▶ _What is asked_
Reproduce all of the items below verbatim, but leave the picture out of your copy.

▶ _Data excerpts_
******************************
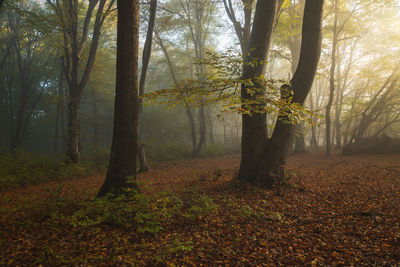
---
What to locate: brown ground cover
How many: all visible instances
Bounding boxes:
[0,154,400,266]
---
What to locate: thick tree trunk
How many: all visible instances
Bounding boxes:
[257,0,324,187]
[237,0,277,181]
[98,0,139,196]
[155,31,197,157]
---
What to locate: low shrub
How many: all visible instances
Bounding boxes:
[0,149,95,191]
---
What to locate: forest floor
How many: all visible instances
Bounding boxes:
[0,153,400,266]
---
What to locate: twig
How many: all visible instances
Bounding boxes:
[292,211,399,224]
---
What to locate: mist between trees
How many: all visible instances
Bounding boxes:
[0,0,400,186]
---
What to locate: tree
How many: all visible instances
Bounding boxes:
[238,0,324,186]
[234,0,277,180]
[47,0,115,163]
[137,0,157,172]
[97,0,139,197]
[0,1,55,149]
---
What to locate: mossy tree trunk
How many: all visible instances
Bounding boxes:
[98,0,139,197]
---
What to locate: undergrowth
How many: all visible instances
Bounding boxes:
[0,149,99,191]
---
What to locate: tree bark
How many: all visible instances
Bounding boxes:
[46,0,115,163]
[257,0,324,187]
[136,0,157,172]
[237,0,277,181]
[325,0,339,156]
[67,97,80,163]
[97,0,139,197]
[155,31,197,157]
[293,122,306,154]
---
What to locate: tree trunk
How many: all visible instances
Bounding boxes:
[325,0,339,156]
[155,31,197,157]
[97,0,139,197]
[54,63,64,153]
[92,88,99,149]
[237,0,277,181]
[67,97,80,163]
[137,0,157,172]
[257,0,324,187]
[293,122,306,154]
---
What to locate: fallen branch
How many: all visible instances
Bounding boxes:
[290,211,399,224]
******************************
▶ _Correct result_
---
What to locate: brown ground cover
How many: all visible instances
Bounding boxes:
[0,154,400,266]
---
What to locate: thick tree trunk
How many: all visible instances
Bounding boxes:
[257,0,324,187]
[237,0,277,181]
[98,0,139,196]
[155,31,197,157]
---
What to locate: low shrub
How many: all visible instances
Bounding boxes:
[0,149,95,191]
---
What to locate: forest floor
How many: all visible instances
Bounding boxes:
[0,153,400,266]
---
What to locate: twig
How many: all visible instances
Bounding boxes:
[292,211,399,224]
---
What to locate: mist between trees
How many: all visible instances
Bounding boxes:
[0,0,400,186]
---
What to locate: tree
How many: all visible instances
Bounding boxes:
[238,0,324,186]
[234,0,277,180]
[47,0,115,163]
[137,0,157,172]
[97,0,139,197]
[0,1,55,149]
---
What to locate: mossy tree trunk
How many: all visible instances
Bounding boxes:
[98,0,139,197]
---
What to locate: undergrowth
How many: all visible instances
Bounding boxes:
[0,149,99,191]
---
What to locate: tree bark
How many: all visible instances
Bounding boxes:
[46,0,115,163]
[257,0,324,187]
[136,0,157,172]
[237,0,277,181]
[325,0,339,156]
[67,97,80,163]
[97,0,139,197]
[155,31,197,157]
[293,122,306,154]
---
What to locate: tree trunk
How many: all visible instances
Bounding boxes:
[325,0,339,156]
[155,31,197,157]
[97,0,139,197]
[54,63,64,153]
[92,88,99,149]
[237,0,277,181]
[67,97,80,163]
[137,0,157,172]
[257,0,324,187]
[293,122,306,154]
---
What to locate: fallen branch
How many: all visible instances
Bounding boxes:
[290,211,399,224]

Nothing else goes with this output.